Texte –
┌──

Le rendez-vous se poursuit, Khaled est bavard, intarissable, même, sur les progrès effectués. Mais ces signaux ont été captés par le docteur Périnel qui revient sur ce point en fin de consultation. Elle lui propose les coordonnées de la psychologue du service. Khaled accepte sans hésiter. Il concède : 

"Si le Covid a disparu de nos organismes, il reste dans nos têtes."

Pour Sophie Périnel, ces rendez-vous, souvent très forts et intenses, "c’est la dimension que j’adore dans mon métier". "On a des connaissances très techniques, mais chaque situation nous apporte tant sur le plan humain que psychologique cette humanité-là. Il faut qu’on la garde car elle nous est indispensable pour faire ce métier."

Chaque semaine, le service de réanimation de l’hôpital Nord de Saint-Étienne assure, à effectif constant, deux rendez-vous de deux heures chacun. Ce jour-là, le second patient est un homme toujours très affaibli. Il est accompagné de sa femme. Il a 62 ans, marche difficilement, mais pour lui l’essentiel n’est pas son état psychologique, mais le fait qu’il soit en vie.

Aucun souvenir

Quand le médecin lui demande comment ça va : "C’est pas le Pérou", répond-il. "Mais je suis là, je sais d’où je viens." Il n’attendait pas forcément grand-chose de cette consultation de suivi. Il voulait avoir une chronologie pour reconstituer son long parcours médical. Il n’en a aucun souvenir, "mais j’ai fait en sorte d’oublier, de passer à autre chose", dit-il.

C’est le professeur Guillaume Thiery qui a tenu à organiser ces rendez-vous de suivi. Il dirige le service de réanimation. Ce n’est pas la norme de voir ces consultations menées par des réanimateurs, mais pour lui c’était essentiel. "Les jours passés en réanimation sont chèrement payés, on n’est pas là et en trois jours c’est derrière nous. Non, la réa ce n’est pas ça. Donc il faut toujours s’interroger pour savoir s’il faut passer par cette étape-là. Il faut savoir si le patient veut à terme la vie qu’on lui permettre après", éclaire le Professeur Thiery.

Un an après un passage en soins intensifs, un patient sur cinq n’est pas guéri de son syndrome post-soins intensifs et continue de souffrir de certains symptômes.

└──

Exercices à traiter –
• a. Relevez toutes les personnes que le texte désigne par leur nom.
• b. Résumez le texte en deux phrases.
• c. Répondez aux questions suivantes d'après le texte.
(i) Combien de rendez-vous le service de réanimation assure-t-il chaque semaine, et de quelle durée ?
(ii) Qui dirige le service de réanimation ?
(iii) Un an après un passage en soins intensifs, quelle proportion de patients n'est pas guérie du syndrome post-soins intensifs ?

Données fournies –
┌──

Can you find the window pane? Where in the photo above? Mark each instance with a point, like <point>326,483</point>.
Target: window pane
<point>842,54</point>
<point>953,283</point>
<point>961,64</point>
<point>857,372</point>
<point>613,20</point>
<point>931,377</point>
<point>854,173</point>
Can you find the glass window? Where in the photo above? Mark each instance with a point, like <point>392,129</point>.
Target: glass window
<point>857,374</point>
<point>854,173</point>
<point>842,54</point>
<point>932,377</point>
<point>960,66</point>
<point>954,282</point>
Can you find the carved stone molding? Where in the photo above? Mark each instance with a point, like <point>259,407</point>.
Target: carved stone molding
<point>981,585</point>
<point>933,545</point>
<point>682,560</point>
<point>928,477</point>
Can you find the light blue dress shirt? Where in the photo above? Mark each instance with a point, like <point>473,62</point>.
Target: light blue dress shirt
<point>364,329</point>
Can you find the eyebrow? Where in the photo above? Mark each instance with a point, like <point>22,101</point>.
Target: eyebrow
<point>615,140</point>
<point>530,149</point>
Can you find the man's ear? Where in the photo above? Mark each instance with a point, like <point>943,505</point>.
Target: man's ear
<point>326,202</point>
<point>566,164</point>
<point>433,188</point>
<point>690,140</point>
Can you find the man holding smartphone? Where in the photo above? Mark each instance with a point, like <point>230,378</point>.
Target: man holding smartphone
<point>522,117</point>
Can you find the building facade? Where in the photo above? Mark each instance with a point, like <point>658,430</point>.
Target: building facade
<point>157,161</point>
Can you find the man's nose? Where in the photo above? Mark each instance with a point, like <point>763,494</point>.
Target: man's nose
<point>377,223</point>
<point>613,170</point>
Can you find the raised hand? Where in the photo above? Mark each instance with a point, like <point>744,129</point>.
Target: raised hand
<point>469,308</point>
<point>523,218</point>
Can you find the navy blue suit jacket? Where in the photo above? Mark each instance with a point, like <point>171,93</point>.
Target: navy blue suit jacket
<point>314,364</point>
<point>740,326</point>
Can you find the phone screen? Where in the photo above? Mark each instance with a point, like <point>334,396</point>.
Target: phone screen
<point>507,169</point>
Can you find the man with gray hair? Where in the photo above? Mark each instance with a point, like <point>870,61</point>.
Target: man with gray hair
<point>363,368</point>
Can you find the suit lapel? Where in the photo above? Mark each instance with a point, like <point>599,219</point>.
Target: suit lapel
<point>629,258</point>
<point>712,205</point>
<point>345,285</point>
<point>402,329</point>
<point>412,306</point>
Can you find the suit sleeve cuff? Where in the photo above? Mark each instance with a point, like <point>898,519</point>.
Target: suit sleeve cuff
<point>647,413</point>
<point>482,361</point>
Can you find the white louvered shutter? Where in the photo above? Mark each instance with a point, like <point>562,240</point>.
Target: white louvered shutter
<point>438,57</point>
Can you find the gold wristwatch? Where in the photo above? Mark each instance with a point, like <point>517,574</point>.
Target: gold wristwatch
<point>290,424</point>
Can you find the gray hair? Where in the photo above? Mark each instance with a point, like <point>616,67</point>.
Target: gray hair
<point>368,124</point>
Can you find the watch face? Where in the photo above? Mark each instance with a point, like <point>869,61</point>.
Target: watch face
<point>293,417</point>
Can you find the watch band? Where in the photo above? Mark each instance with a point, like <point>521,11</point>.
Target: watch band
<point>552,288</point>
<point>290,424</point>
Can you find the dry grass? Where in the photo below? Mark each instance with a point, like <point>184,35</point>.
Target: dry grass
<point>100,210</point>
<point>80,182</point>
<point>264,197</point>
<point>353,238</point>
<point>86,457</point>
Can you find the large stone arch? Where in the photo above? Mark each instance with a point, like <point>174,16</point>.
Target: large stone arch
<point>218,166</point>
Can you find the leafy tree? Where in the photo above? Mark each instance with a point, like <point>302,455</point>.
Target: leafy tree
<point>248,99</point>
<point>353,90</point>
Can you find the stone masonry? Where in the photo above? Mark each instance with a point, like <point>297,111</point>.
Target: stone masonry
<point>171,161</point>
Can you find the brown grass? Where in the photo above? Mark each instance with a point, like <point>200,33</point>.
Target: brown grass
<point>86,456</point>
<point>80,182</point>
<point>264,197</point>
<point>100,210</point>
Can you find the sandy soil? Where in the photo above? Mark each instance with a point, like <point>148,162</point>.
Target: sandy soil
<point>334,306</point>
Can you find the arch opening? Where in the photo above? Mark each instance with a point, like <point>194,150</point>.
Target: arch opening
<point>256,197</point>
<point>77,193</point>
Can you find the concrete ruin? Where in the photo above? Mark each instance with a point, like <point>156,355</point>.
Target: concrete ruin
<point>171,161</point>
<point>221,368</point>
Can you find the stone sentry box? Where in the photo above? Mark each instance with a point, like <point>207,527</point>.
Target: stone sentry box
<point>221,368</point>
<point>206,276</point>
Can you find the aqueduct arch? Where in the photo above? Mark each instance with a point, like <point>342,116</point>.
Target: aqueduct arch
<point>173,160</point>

└──

Réponses par numéro –
• a. Khaled ; Sophie Périnel ; Guillaume Thiery

• b. Au service de réanimation de l'hôpital Nord de Saint-Étienne, des consultations de suivi voulues par le professeur Guillaume Thiery réunissent des patients et des médecins comme le docteur Sophie Périnel, qui y trouve la dimension qu'elle adore dans son métier. Les patients y parlent de leurs difficultés physiques ou psychologiques, et un an après un passage en soins intensifs, un patient sur cinq n'est toujours pas guéri de son syndrome post-soins intensifs.

• c.
(i) Deux rendez-vous, de deux heures chacun.
(ii) Le professeur Guillaume Thiery.
(iii) Un patient sur cinq.